Given entries |
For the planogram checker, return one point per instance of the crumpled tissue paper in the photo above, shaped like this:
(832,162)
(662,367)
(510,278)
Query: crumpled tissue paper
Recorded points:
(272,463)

What the task requires |
Answer with one number only, the count of lines in the entries above that hold the string "crumpled".

Written response |
2